[INSTRUCTION]: Write the records below out in full, character for character, with no pictures.
• • • •
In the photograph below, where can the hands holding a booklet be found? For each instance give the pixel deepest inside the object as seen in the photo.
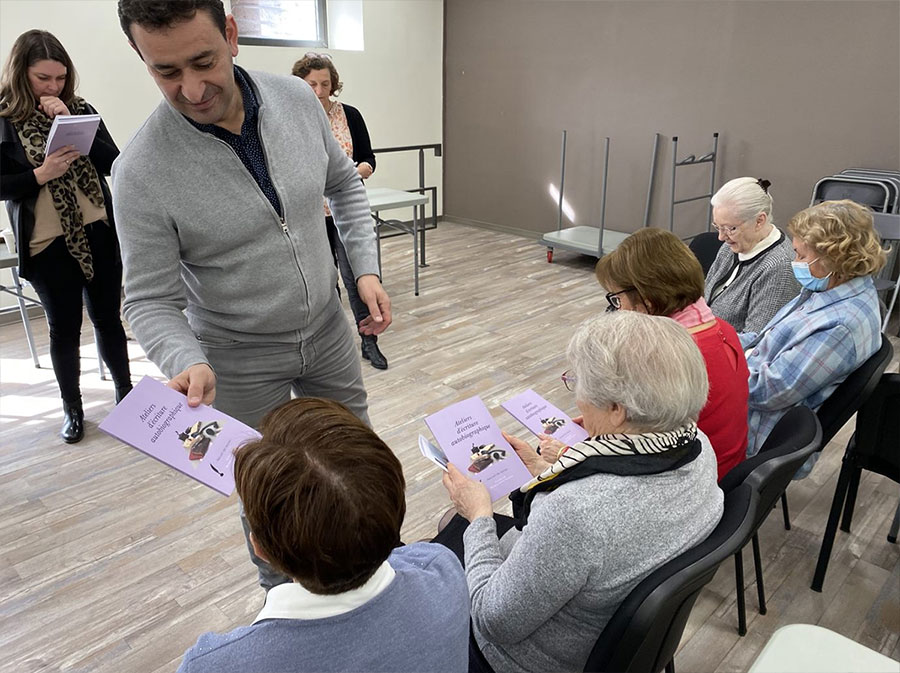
(484, 464)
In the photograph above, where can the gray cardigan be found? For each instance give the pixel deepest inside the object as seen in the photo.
(197, 233)
(763, 285)
(541, 597)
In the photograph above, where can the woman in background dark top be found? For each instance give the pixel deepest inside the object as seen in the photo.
(350, 131)
(61, 210)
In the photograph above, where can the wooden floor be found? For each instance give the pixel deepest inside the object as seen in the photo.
(111, 562)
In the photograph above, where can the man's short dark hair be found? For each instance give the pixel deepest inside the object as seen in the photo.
(160, 14)
(323, 495)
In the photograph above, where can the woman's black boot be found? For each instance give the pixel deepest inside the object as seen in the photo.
(122, 391)
(73, 423)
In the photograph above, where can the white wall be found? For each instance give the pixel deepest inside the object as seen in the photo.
(396, 82)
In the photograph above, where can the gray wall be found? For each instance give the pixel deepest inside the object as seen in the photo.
(796, 89)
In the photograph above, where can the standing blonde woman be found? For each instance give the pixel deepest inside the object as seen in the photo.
(751, 276)
(60, 207)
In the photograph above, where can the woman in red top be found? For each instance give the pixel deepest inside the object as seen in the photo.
(654, 272)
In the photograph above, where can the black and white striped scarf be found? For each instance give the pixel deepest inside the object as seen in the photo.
(621, 454)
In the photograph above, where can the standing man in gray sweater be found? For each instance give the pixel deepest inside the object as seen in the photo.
(229, 282)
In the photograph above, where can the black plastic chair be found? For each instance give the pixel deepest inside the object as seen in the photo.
(705, 247)
(873, 447)
(643, 634)
(795, 437)
(869, 192)
(847, 399)
(852, 393)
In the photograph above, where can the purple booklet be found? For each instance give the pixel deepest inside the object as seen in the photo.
(198, 442)
(472, 441)
(539, 416)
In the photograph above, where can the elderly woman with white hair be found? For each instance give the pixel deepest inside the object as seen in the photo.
(609, 511)
(751, 276)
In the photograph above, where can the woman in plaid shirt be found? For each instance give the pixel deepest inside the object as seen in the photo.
(817, 339)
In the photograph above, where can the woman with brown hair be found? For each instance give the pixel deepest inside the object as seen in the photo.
(60, 207)
(349, 129)
(653, 272)
(325, 500)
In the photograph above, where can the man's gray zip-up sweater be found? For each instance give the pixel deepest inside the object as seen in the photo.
(204, 251)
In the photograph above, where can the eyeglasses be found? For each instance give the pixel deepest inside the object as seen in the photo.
(726, 229)
(613, 298)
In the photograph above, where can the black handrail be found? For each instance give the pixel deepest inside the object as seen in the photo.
(407, 148)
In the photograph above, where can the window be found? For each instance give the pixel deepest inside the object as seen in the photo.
(283, 23)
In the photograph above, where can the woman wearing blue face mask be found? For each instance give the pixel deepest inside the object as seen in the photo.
(817, 339)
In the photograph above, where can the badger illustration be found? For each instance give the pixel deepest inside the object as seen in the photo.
(552, 424)
(197, 438)
(484, 455)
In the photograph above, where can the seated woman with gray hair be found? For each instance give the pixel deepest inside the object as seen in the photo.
(751, 277)
(606, 513)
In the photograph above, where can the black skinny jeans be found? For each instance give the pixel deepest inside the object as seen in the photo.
(60, 284)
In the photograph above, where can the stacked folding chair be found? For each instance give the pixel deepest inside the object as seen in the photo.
(879, 190)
• • • •
[FINISHED TASK]:
In the photograph below, where can the hands holding a booklet be found? For each instance give the pixel deepest inside the object as seen in the photo.
(484, 464)
In the photograph above, where can the gray cardigan be found? For each instance give the pixel deepest inside the object as seen in the photo.
(197, 233)
(763, 285)
(541, 597)
In the photograph above, where can the woman in background dark top be found? For each instance give the pixel deepest inside the object as seen in the photo.
(350, 131)
(61, 210)
In the photograph above, where can the wooden floor be found? For each instance give the pixel deepest inside the object as seen in the photo.
(111, 562)
In the photograph above, where can the man's short dark hair be found? For each instance give the pixel deepest inside the object as seen in the photo.
(160, 14)
(323, 495)
In the photograph above, where can the woman's black boot be found? For each instance give the pixel deepest inside the object as seen in the photo.
(122, 391)
(73, 423)
In the photograph above, where can the white wall be found? For each instance give the pixel deepest inside the object as seen in the photo.
(396, 82)
In the photograph above, where can the gray wall be found? For each instance give the pixel deepest inside the object as seen in the photo.
(796, 89)
In the photograph above, where can the standing blonde woman be found? For each instance give the pixel deepest inside the object as seen in the photo.
(751, 276)
(60, 207)
In the photograph above, where can the woman in red top be found? For each instance give the pixel deepest inside the object as seen in the photo.
(654, 272)
In the photograph above, where can the black and white striped scarf be found? For each instance give the pixel deepest inside the object as seen in the photo.
(621, 454)
In the photograph above, where can the standing man in gray sweater be found? For each instance give the pixel deepest inside the object as seen in the photo.
(229, 282)
In the photograph above, where can the black plastic chair be found? For each instance give the pixel deepest inside the object as seen in the photo.
(705, 247)
(873, 447)
(643, 634)
(795, 437)
(869, 192)
(847, 399)
(852, 393)
In the photograph above, where can the purple booklet be found? For each instance give the pixel deepest inside the object as seen in the photo.
(198, 442)
(472, 441)
(539, 416)
In the photograph above, where can the elderly woman with white hair be found? For each instance give the pixel deepest inside the object as seen in the photo.
(609, 511)
(751, 276)
In the photograph above, where can the woman in plaid shirt be found? For each instance give the pixel deepest inside the object as seen in the photo.
(817, 339)
In the photograph above, where can the woman with brown hair be found? For each instance give the pixel deepest inside the object as seen in the photo.
(60, 207)
(349, 129)
(653, 272)
(325, 500)
In the photograph above, where can the man's gray zip-up sweater be found? For each instance give the pixel deepest inside the object as seen in the photo.
(204, 251)
In the photograph above, where can the eyeglasses be found? For each instance give the pixel deepest inside the object as seen in the photo.
(726, 229)
(613, 298)
In the photograph above, where can the black handrail be found? For each instance give the pixel deepest inside the object as seen in the photo.
(407, 148)
In the photograph above, where can the window be found? For each instance give the pixel deepest inside the object as seen in the photo.
(283, 23)
In the photograph above, where can the woman wearing blue face mask be found? For each instance give the pixel deepest inside the object as seen in the photo.
(817, 339)
In the photograph above, where can the badger illustration be found? For each instance give the pixel deepest inside the object as seen in the photo.
(552, 424)
(197, 438)
(484, 455)
In the photograph above, where can the seated woman with gray hair be found? For each instance give the pixel deepest inside the object as seen in the photo.
(751, 277)
(606, 513)
In the photograph above, where can the black skinny jeans be found? For each instance give the pixel deepest inside the object as seen in the photo.
(60, 284)
In the photograph above, where can the stacked folding chair be found? For each instance give the pixel deepest inside the object as seen in the photo.
(879, 190)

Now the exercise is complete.